:: Testo di partenza ::
..............................

La mia rubrica su FormeUniche si chiama “Sei in studio?”, per la mia abitudine di citofonare agli artisti senza preavviso. Il tuo studio non l’ho mai frequentato molto in quanto lontano dai miei giri consueti, ma essendo divenuti vicini di studio, mi si impone di riprendere le mie interviste da Alessandro Papetti.
Era da un po’ di tempo che non venivo a trovarti e ho trovato dei lavori diversi dal Papetti più noto, più gestuali e svincolati dalla figurazione.
Fanno parte di un ciclo di quadri che ho esposto all’incirca un anno fa a Roma presso Palazzo Poli , sono il frutto di una ricerca lunga un anno, ma che origina da un mio desiderio di lunghissima data, che era quello di non alternare per le mie mostre temi quali il bosco, l’acqua, la città, i nudi. Questa volta intendevo affrontare un’indagine sulla pittura, che è una cosa molto delicata, non essendo io un ragazzino e la pratica della pittura un’esperienza ormai consolidata negli anni. Questi quadri sono stati apprezzati molto dai colleghi che hanno subito riconosciuto che sono sempre io, nonostante la gestualità diversa, ed è stata una ricerca molto difficile, perché per cercare il “modo” non sai mai in che “modo” e quindi avevo già messo in conto che avrei avuto per i primi cinque sei mesi delle grosse difficoltà, infatti ho distrutto gran parte delle opere prodotte, in questo caso ho distrutto sistematicamente quasi tutto e avevo la sensazione che la distruzione fosse l’atto creativo venuto meglio.
Perché la distruzione ti riportava all’essenza di quello che cercavi.
In qualche modo sì, avevo bisogno di una buona dose di cattiveria profonda, di essere molto rigoroso nei miei confronti, quindi per non accontentarmi, ho distrutto anche quadri che non appartenevano a questo filone di ricerca ed erano anche quadri “buoni”, ma mi sono detto che se me li faccio andar bene non vado da nessuna parte e il risultato è venuto fuori dopo mesi di tentativi su dei lavori molto grandi, delle carte di due, tre metri, per le mie sperimentazioni uso quasi sempre la carta come supporto, per un mio fatto mentale.

..............................

[Dati di etichettatura delle posizioni]
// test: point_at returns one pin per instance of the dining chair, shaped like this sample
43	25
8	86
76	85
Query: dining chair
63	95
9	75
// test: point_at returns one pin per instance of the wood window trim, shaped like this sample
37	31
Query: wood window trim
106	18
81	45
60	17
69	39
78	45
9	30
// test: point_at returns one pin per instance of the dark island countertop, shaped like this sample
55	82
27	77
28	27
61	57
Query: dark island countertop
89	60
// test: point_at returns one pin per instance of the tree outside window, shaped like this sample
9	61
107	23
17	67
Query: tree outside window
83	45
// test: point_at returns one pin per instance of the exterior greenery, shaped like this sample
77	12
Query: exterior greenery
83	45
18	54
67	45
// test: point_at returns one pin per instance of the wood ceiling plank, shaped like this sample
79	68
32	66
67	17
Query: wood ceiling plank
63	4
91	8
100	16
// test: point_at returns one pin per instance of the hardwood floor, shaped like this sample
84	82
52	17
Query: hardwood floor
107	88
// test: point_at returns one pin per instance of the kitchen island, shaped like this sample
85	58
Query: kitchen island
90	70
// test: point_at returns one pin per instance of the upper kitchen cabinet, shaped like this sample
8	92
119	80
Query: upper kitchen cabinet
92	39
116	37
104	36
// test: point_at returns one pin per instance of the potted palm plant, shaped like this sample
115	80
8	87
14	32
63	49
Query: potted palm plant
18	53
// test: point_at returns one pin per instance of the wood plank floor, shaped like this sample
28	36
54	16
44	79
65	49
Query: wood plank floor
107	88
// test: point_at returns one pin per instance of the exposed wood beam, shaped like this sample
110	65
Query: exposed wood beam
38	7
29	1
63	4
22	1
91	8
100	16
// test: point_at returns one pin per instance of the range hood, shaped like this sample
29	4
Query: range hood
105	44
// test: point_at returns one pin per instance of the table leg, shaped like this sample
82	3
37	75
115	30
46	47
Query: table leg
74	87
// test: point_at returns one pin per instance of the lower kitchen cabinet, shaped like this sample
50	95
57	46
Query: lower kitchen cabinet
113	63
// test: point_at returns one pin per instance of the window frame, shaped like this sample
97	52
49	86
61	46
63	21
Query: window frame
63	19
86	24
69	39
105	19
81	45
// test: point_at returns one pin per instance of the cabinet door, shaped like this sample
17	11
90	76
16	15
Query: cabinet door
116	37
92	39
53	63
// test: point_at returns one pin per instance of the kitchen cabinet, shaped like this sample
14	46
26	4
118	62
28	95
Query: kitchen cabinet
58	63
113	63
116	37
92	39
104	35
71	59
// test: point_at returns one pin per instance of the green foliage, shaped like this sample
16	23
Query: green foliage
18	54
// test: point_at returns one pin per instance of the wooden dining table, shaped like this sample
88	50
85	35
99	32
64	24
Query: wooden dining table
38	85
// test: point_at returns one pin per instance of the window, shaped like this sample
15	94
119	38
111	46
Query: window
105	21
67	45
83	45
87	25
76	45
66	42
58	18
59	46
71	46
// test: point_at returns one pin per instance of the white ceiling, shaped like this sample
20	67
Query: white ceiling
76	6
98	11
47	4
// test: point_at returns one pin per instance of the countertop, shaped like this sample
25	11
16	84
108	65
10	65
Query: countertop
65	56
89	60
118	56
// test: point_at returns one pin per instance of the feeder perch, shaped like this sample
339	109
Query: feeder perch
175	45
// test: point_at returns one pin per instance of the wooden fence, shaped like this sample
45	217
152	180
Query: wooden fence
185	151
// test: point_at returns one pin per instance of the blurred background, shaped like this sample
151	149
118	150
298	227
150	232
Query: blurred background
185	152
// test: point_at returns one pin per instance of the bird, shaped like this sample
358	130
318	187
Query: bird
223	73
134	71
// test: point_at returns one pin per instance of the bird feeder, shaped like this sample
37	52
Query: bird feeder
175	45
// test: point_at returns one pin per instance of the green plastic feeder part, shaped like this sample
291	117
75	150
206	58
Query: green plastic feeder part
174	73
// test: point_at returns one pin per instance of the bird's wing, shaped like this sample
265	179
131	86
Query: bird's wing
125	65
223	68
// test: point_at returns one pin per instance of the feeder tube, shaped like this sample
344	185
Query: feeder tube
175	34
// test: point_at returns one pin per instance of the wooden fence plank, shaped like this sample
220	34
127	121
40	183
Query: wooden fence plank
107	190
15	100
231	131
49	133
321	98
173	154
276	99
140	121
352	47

..............................

:: Consegna scritta A ::
Elenca i temi che, nell'intervista ad Alessandro Papetti, l'artista dice di aver desiderato da lungo tempo di non alternare più nelle sue mostre.
:: Consegna scritta B ::
Restituisci dall'intervista ad Alessandro Papetti, senza alcuna modifica, il passo che si apre con le parole contenenti "In qualche modo" e si chiude con "mio fatto mentale.".
:: Consegna scritta C ::
Scrivi il seguito dell'intervista ad Alessandro Papetti, partendo subito dopo l'ultima frase riportata.

:: Risposta A ::
- il bosco
- l'acqua
- la città
- i nudi

:: Risposta B ::
In qualche modo sì, avevo bisogno di una buona dose di cattiveria profonda, di essere molto rigoroso nei miei confronti, quindi per non accontentarmi, ho distrutto anche quadri che non appartenevano a questo filone di ricerca ed erano anche quadri “buoni”, ma mi sono detto che se me li faccio andar bene non vado da nessuna parte e il risultato è venuto fuori dopo mesi di tentativi su dei lavori molto grandi, delle carte di due, tre metri, per le mie sperimentazioni uso quasi sempre la carta come supporto, per un mio fatto mentale.

:: Risposta C ::
Sulla carta usi sempre la stessa tecnica, non usi matite o carboncini, ma sempre pennello.
Sempre a pennello, ma in questi ultimi lavori ho usato di tutto, il che mi ha portato a fare anche pasticci assolutamente incongruenti, nel senso che tornando in studio, quello che avevo dipinto il giorno prima era colato a terra e sulla carta c’erano solo delle strisciate colanti; altre volte, invece, dopo quattro mesi era ancora fresco e appiccicoso, per questi lavori non volevo farmi condizionare dalle tecniche che conoscevo molto bene e alla fine, fra questi lavori esposti a Palazzo Poli, c’erano quadri realizzati con un misto di olio, acrilico e carbone. Il risultato è stata una mostra al limite con l’arte informale, anche se non amo questa definizione per il mio lavoro, perché anche nel figurativo c’è già dentro tutto l’informale che vuoi, in quanto questo è dato dalla gestualità. Quando qualcuno mi chiede che tipo di pittura faccio, non riesco a definirmi figurativo, è un termine che significa tutto e niente: gli iperrealisti sono figurativi, ma anche Bacon lo è. I pittori del Realismo Esistenziale degli anni Cinquanta, Vaglieri, Romagnoni, loro comunque si sono sempre considerati dei pittori figurativi, anche se poi quello che appariva sembrava altro, quindi, in questi miei ultimi quadri, non miro a una pittura informale o figurativa, uso sempre la mia gestualità e i miei temi, solo che il soggetto è più indistinto.

Sono puro gesto pittorico, portati all’estreme conseguenze grazie alla tua esperienza e alla tua maestria nell’uso dei pennelli.
Cercando una nuova sperimentazione, la confidenza col mezzo poteva risultare una trappola, ma comunque questi lavori per quanto diversi, sono sempre io, non per niente la mostra l’ho intitolata Io abito qui.
I soggetti sono ancora quelli consueti dei tuoi cicli pittorici?
Qui soprattutto interni, perché sono dei contenitori dove alla fine puoi farci quello che vuoi, mentre una nave resta una nave, nell’interno puoi spaziare molto di più, avevo bisogno di sentirmi libero di sperimentare.
Questi interni sono immagini di un mondo che frequenti o sono tratti da foto che trovi in giro?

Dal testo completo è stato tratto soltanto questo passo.